§ **CHALLENGE**
Copy out the lines of the material below, beginning with the line containing "outline blue sky" and continuing through the line containing "146L421 138L457 106L450".

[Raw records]

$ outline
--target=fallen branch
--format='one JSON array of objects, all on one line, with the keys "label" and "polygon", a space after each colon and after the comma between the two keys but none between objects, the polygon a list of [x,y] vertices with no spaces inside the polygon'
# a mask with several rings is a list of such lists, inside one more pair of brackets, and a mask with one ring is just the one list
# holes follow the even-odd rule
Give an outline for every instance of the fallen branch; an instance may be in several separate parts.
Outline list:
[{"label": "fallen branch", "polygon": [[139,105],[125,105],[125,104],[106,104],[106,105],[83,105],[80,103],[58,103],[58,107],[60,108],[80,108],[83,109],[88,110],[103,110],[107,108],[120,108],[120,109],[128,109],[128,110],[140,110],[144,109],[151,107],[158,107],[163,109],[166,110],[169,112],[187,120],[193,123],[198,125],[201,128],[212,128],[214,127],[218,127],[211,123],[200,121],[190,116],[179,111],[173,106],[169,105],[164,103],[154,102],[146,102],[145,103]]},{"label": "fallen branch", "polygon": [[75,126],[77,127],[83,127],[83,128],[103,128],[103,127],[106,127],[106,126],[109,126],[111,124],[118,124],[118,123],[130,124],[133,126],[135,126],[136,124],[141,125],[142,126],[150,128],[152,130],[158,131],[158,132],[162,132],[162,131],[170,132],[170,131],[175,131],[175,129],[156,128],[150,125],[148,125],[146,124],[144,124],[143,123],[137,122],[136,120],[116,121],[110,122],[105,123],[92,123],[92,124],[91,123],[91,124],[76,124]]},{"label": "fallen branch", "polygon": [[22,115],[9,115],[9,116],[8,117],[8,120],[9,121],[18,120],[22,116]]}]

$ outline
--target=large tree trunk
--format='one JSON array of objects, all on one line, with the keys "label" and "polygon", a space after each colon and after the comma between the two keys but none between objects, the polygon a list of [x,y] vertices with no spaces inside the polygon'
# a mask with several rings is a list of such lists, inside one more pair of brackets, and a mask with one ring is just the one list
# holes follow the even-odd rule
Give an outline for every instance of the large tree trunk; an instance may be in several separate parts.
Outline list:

* * *

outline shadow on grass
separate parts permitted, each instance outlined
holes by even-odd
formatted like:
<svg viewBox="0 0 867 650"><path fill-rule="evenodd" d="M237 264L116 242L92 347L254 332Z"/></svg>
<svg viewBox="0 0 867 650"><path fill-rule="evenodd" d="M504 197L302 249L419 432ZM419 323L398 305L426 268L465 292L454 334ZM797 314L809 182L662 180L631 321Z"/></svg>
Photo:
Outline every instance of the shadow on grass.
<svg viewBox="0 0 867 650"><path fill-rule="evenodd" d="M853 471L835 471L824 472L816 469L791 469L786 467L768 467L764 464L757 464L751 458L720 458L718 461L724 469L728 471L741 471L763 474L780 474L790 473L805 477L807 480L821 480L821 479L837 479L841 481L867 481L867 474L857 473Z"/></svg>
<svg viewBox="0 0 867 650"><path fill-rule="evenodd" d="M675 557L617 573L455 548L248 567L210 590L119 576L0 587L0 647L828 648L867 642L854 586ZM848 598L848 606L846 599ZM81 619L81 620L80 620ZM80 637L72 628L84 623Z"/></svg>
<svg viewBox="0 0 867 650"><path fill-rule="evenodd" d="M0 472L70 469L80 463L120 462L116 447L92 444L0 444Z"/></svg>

--

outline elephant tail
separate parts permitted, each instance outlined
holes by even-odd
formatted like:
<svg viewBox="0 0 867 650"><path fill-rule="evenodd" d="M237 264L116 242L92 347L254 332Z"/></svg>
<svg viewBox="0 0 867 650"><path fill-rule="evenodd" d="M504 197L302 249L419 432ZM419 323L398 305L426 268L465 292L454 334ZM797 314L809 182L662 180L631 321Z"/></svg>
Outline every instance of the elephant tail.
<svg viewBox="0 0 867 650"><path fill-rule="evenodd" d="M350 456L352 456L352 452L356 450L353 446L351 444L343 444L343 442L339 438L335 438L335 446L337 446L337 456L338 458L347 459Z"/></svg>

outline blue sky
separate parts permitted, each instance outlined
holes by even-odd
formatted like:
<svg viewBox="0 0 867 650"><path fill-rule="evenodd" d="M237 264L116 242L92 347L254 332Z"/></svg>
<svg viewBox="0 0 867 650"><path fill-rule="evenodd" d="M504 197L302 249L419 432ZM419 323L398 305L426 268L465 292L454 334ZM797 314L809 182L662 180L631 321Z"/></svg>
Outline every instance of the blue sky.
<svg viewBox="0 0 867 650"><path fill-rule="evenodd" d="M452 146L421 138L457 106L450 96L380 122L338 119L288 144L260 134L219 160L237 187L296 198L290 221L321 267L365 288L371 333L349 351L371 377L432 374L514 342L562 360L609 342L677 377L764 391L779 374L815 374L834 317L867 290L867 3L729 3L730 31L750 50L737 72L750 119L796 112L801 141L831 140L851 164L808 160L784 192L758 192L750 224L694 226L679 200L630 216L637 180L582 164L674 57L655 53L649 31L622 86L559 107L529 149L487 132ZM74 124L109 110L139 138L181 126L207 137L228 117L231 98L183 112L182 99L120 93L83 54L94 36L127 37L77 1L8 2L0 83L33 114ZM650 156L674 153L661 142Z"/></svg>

§ **PROBLEM SOLUTION**
outline blue sky
separate parts permitted, each instance outlined
holes by even-odd
formatted like:
<svg viewBox="0 0 867 650"><path fill-rule="evenodd" d="M237 264L116 242L92 347L254 332Z"/></svg>
<svg viewBox="0 0 867 650"><path fill-rule="evenodd" d="M504 197L302 249L419 432ZM419 323L398 305L426 268L465 292L454 334ZM797 314L809 182L662 180L631 321Z"/></svg>
Outline every instance of the blue sky.
<svg viewBox="0 0 867 650"><path fill-rule="evenodd" d="M452 146L421 138L457 106L450 96L380 122L338 119L288 144L260 134L219 160L237 187L296 198L290 221L321 267L365 288L371 333L349 351L371 377L432 374L514 342L562 360L609 342L677 377L764 391L779 374L815 374L834 317L867 290L867 3L729 3L730 31L750 50L737 72L750 119L796 112L801 141L831 140L851 164L808 160L784 192L758 192L750 224L694 226L679 200L630 216L637 180L582 164L674 57L655 53L649 31L622 86L559 107L529 149L487 132ZM74 124L109 110L139 138L181 126L207 137L228 117L231 98L183 112L182 99L120 93L83 54L94 36L127 37L77 1L8 2L0 83L33 114ZM650 156L674 153L661 142Z"/></svg>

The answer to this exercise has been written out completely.